Tatarelli says police also kept tabs on Cipriani by tracing his
cellphone calls, as well as calls made to and from his mother's
telephone. He sometimes used a pay phone in front of the train station
a few blocks from Cellucci's home. Phone traces show that Cipriani was
in contact with Shelley Stears; David Compagnone, a Hartford attorney;
and a real estate agent in Bucharest, Romania, where he was looking to
rent a two-bedroom apartment.
Cipriani lived off his credit cards and stock investments. On April
15, he sold more than $7,000 of stock on Ameritrade and deposited the
money into his account at the Banca Nazionale del Lavoro in Frosinone.
On April 13, after 3½ months of watching Cipriani, Tatarelli received
a formal request from the U.S. State Department to arrest him. With
the assistance of Interpol, on April 23, around 5 p.m., armed
undercover police officers holding a photograph of Cipriani positioned
themselves in unmarked cars three blocks from Cellucci's home. Another
group of officers waited at a pay phone down the street.
About three hours later, police surrounded Cipriani as he emerged with
Cellucci from the front lobby of her home.
Tatarelli says Cipriani denied he was Benedetto Cipriani, but, "We
knew it was him. A picture doesn't lie."
Police seized three cellphones from Cellucci's house, along with an
envelope with Cipriani's name on it containing $8,091 and 6,500 euros.
His laptop was at his mother's house in Ceccano.
Cipriani was arrested on a provisional arrest warrant, which allowed
Italian police to hold him for 45 days while U.S. authorities prepared
a formal extradition request for him to stand trial on three counts of
murder and one count of conspiracy to commit murder.
But Connecticut investigators now say the arrest was premature, and
has hurt their chance to question Cipriani about what Stears did or
didn't know about the plan to kill her husband. Three state police
detectives and an investigator from the chief state's attorney's
office had planned to travel to Italy before an arrest so they could
interview Cipriani, sources say.
They hope Italy will approve Cipriani's extradition to stand trial in
Connecticut. Police have agreed to drop a capital felony charge
against him because Italy cannot, under its constitution, extradite to
a country in which a suspect faces the death penalty.
Misserville, Cipriani's attorney, said he will fight Cipriani's
extradition in Rome's Appellate Court on a number of grounds,
including that Cipriani never hid from police while in Italy.
"We are asking that [Cipriani] not be extradited to the United States
because right now the only testimony I have read accusing [Cipriani]
of the homicides is that of three Puerto Ricans who say they are
innocent," Misserville said.
Three judges can rule to extradite Cipriani or wait for more
information before deciding. Even if Italy agrees to extradite him,
Cipriani could file an appeal that could take months or years to
resolve.

Objective
According to the article on Cipriani's arrest, how long did the provisional arrest warrant let Italian police hold him? You won't need the listing after this text.

Data section
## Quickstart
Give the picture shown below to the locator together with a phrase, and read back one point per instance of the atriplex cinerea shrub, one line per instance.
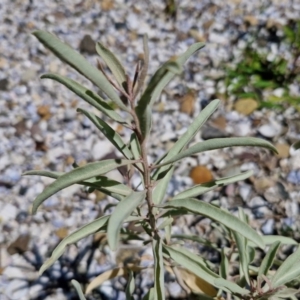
(146, 206)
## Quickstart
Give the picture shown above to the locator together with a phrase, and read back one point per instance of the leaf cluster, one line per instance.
(146, 205)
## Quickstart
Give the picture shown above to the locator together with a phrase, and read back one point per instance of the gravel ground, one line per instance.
(40, 129)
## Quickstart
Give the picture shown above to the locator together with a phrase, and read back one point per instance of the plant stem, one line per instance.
(147, 168)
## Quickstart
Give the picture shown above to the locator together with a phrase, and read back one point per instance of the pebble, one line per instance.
(8, 212)
(270, 130)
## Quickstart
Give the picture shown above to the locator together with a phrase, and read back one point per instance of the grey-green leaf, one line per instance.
(197, 239)
(270, 239)
(160, 189)
(268, 260)
(231, 286)
(121, 212)
(168, 76)
(159, 286)
(144, 107)
(220, 143)
(79, 63)
(78, 289)
(77, 235)
(288, 271)
(188, 135)
(241, 243)
(110, 134)
(88, 96)
(113, 63)
(130, 286)
(217, 214)
(78, 175)
(224, 265)
(106, 185)
(206, 187)
(192, 262)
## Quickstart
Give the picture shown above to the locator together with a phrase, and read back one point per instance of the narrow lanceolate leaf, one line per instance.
(107, 275)
(288, 271)
(189, 134)
(231, 286)
(241, 243)
(77, 235)
(197, 239)
(161, 187)
(159, 85)
(144, 107)
(224, 266)
(220, 143)
(191, 262)
(79, 63)
(268, 260)
(78, 289)
(159, 283)
(88, 96)
(121, 212)
(78, 175)
(197, 284)
(270, 239)
(130, 286)
(219, 215)
(206, 187)
(113, 63)
(109, 133)
(106, 185)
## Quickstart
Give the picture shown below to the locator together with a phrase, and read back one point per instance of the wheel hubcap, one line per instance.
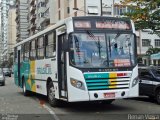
(51, 93)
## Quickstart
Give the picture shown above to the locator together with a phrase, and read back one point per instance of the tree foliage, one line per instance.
(144, 13)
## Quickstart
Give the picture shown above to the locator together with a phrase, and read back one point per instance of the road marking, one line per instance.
(51, 112)
(42, 103)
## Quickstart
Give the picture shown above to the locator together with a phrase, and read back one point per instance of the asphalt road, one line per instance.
(15, 106)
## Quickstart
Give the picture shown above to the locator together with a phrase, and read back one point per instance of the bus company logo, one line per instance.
(44, 70)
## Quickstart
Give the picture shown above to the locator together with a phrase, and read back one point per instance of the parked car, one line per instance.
(7, 72)
(2, 78)
(150, 82)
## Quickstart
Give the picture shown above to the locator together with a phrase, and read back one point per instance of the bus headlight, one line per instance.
(77, 84)
(135, 81)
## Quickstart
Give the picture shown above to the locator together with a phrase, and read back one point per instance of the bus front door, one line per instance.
(62, 76)
(19, 67)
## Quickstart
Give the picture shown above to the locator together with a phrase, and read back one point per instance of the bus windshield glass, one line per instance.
(94, 50)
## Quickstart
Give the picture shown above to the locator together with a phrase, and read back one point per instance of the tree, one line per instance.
(144, 13)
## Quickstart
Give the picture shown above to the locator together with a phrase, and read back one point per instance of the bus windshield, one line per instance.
(94, 50)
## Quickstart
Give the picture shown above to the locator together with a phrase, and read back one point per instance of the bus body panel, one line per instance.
(37, 72)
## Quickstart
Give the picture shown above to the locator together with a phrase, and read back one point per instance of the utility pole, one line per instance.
(101, 8)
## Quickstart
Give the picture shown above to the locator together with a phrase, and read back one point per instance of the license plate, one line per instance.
(109, 95)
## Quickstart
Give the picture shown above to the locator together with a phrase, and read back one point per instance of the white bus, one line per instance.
(80, 59)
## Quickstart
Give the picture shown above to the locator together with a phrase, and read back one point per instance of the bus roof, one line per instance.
(62, 22)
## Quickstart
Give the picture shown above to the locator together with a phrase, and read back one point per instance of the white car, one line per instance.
(2, 78)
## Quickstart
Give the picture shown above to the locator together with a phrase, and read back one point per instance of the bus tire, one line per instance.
(25, 91)
(107, 101)
(51, 95)
(158, 96)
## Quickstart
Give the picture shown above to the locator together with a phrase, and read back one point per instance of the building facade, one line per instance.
(11, 30)
(4, 27)
(22, 19)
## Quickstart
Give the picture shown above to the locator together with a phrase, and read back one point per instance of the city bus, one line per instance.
(89, 58)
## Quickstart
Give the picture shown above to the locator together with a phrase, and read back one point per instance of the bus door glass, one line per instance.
(62, 78)
(19, 65)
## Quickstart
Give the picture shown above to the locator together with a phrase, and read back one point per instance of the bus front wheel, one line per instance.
(51, 95)
(158, 96)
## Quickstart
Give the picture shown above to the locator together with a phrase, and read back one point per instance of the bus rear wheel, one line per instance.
(51, 95)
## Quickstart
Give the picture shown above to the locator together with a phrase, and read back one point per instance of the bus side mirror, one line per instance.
(65, 45)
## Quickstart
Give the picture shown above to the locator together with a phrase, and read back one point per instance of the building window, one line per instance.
(146, 42)
(157, 42)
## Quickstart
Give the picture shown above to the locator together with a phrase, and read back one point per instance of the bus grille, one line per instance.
(107, 81)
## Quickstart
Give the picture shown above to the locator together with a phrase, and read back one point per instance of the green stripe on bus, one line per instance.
(101, 75)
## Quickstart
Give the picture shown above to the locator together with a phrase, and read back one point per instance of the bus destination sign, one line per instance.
(113, 24)
(82, 24)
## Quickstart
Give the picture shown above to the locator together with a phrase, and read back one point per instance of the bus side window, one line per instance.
(49, 45)
(15, 54)
(40, 48)
(33, 50)
(26, 51)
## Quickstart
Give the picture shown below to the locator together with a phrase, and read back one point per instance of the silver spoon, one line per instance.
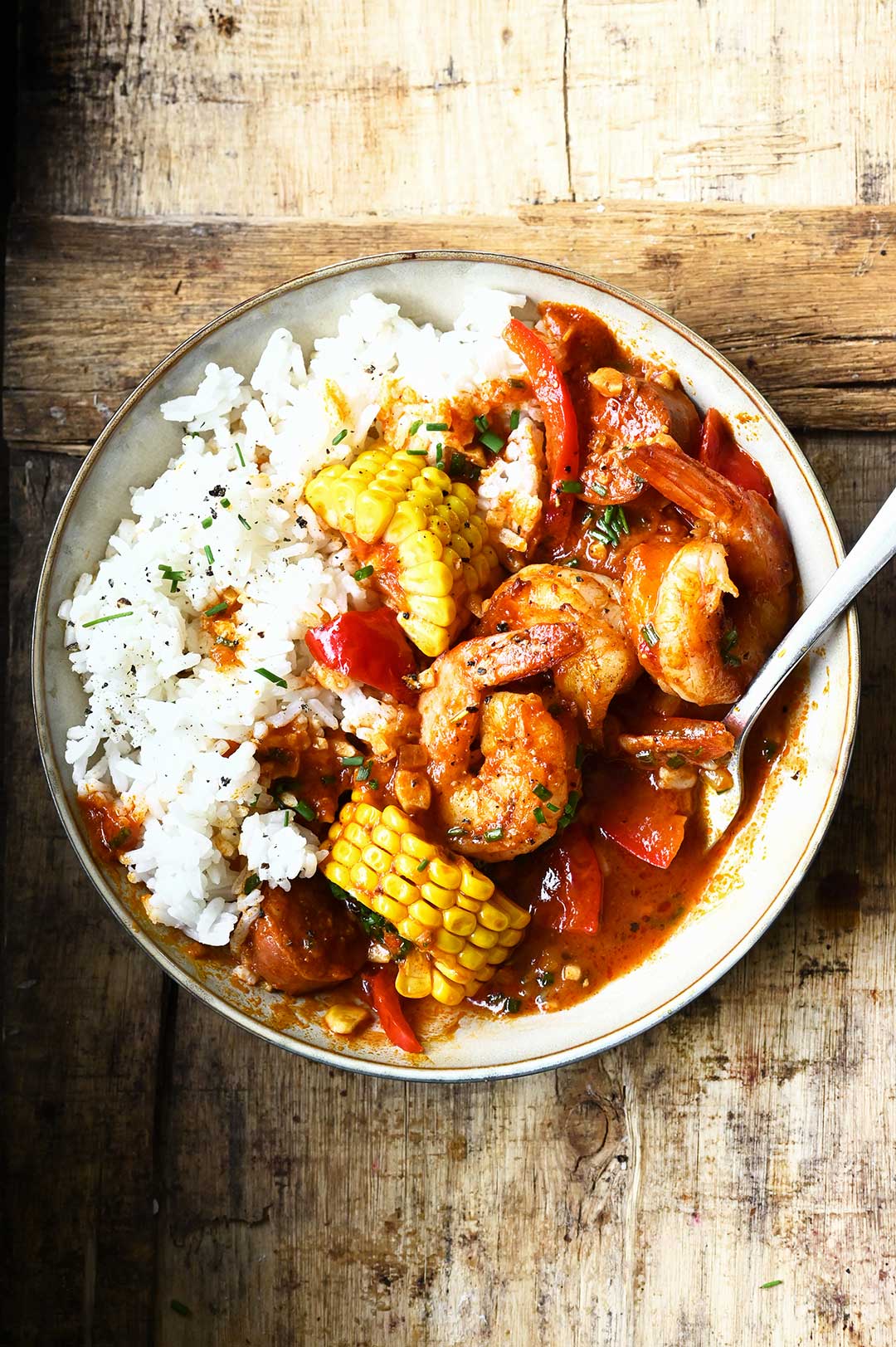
(874, 549)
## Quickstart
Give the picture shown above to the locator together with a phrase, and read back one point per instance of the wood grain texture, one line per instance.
(637, 1199)
(367, 108)
(801, 300)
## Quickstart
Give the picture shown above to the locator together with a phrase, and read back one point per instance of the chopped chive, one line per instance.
(112, 617)
(271, 678)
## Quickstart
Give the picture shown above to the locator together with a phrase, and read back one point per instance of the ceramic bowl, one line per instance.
(768, 857)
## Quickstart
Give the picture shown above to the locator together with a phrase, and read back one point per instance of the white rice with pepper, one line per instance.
(162, 718)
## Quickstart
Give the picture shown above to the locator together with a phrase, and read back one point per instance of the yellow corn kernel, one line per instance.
(445, 873)
(472, 958)
(338, 873)
(345, 853)
(410, 929)
(429, 639)
(401, 889)
(373, 512)
(426, 915)
(388, 908)
(492, 918)
(345, 1018)
(476, 886)
(418, 549)
(416, 975)
(440, 611)
(364, 879)
(446, 942)
(460, 921)
(416, 847)
(429, 578)
(376, 858)
(434, 893)
(448, 993)
(408, 519)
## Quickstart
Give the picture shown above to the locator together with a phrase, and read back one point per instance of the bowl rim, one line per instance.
(341, 1059)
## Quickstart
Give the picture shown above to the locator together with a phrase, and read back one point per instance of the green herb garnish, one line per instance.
(272, 678)
(112, 617)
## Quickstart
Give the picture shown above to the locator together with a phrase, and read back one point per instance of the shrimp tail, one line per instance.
(690, 486)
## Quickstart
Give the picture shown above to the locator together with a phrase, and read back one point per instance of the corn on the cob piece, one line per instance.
(451, 912)
(402, 507)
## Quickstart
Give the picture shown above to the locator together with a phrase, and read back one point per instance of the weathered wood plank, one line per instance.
(302, 108)
(637, 1199)
(80, 1032)
(802, 300)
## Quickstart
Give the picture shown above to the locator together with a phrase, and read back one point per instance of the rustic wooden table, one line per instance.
(173, 1180)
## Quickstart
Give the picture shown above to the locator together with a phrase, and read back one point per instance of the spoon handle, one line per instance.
(874, 549)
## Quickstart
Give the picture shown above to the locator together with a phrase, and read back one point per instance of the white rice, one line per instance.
(161, 717)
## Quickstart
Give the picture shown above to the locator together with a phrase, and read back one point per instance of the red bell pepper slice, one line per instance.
(386, 1001)
(720, 451)
(368, 647)
(572, 891)
(643, 821)
(561, 426)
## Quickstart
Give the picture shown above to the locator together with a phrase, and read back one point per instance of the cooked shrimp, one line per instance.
(689, 639)
(606, 664)
(512, 492)
(492, 810)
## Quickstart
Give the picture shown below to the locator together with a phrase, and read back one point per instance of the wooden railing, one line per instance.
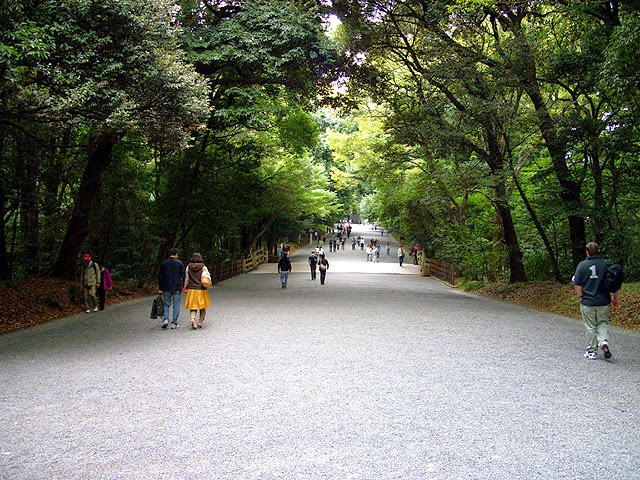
(231, 268)
(441, 269)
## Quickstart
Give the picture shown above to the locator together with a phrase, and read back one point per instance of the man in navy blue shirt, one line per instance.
(594, 301)
(170, 280)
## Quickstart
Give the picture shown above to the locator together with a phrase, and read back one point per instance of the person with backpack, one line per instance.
(170, 283)
(323, 265)
(90, 280)
(596, 296)
(313, 263)
(284, 267)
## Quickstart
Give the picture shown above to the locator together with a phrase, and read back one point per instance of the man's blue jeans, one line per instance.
(171, 298)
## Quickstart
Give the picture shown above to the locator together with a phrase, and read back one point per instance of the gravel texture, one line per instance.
(379, 374)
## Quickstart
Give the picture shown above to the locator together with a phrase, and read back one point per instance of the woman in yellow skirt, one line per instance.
(197, 295)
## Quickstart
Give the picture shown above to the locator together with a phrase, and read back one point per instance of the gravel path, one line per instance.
(379, 374)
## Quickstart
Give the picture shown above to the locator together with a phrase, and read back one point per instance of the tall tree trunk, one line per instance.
(516, 266)
(570, 187)
(536, 221)
(100, 156)
(5, 272)
(29, 210)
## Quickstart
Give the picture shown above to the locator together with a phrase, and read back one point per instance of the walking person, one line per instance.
(313, 263)
(170, 284)
(284, 267)
(594, 301)
(90, 279)
(323, 266)
(106, 284)
(197, 295)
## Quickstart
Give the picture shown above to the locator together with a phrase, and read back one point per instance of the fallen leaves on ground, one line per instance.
(562, 299)
(25, 303)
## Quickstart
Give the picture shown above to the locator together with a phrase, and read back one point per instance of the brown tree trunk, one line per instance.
(570, 187)
(78, 226)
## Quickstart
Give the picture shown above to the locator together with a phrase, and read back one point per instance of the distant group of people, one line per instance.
(96, 282)
(174, 279)
(317, 259)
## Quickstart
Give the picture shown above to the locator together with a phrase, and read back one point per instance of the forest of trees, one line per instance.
(502, 136)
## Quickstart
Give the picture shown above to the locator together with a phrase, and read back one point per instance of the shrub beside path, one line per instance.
(380, 373)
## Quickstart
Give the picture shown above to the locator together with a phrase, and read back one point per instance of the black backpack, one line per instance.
(613, 277)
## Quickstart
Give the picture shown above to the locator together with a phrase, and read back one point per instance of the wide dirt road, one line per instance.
(378, 374)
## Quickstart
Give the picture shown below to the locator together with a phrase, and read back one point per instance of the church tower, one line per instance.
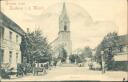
(64, 31)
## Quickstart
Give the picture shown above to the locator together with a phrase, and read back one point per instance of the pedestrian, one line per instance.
(33, 68)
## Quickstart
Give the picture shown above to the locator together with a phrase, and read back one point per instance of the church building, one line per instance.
(63, 41)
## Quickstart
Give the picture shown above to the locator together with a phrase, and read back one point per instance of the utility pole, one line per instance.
(103, 62)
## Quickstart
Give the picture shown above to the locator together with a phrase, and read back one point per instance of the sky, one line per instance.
(90, 20)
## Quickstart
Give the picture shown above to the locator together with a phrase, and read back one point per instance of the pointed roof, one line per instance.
(7, 22)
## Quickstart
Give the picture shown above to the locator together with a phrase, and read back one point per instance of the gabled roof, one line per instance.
(123, 39)
(7, 22)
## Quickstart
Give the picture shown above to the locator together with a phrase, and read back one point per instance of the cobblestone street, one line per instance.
(73, 73)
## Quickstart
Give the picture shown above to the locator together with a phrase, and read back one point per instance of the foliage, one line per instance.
(87, 52)
(63, 55)
(35, 46)
(72, 58)
(108, 45)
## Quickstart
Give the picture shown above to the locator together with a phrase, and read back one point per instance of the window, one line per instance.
(65, 28)
(16, 57)
(16, 38)
(10, 57)
(10, 35)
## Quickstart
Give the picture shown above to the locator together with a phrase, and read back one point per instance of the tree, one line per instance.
(87, 52)
(108, 45)
(63, 54)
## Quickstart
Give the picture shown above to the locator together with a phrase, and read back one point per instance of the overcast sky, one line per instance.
(90, 20)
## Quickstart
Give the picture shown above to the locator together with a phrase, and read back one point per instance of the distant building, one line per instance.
(122, 54)
(10, 40)
(63, 40)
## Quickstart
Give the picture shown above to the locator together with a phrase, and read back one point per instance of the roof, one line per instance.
(123, 39)
(7, 22)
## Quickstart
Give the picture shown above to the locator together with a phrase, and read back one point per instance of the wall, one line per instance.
(11, 45)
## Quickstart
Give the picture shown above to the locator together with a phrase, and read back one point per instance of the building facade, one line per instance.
(64, 38)
(10, 40)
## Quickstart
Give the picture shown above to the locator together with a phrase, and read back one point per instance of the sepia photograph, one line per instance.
(63, 40)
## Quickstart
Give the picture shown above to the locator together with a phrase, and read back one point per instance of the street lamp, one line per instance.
(103, 62)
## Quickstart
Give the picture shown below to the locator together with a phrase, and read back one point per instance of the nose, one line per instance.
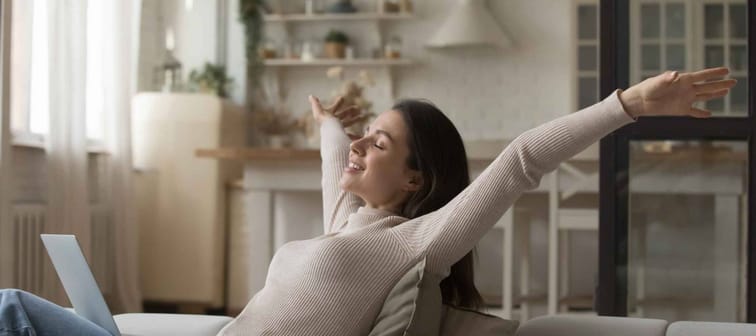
(356, 146)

Response for this exercise
45 days.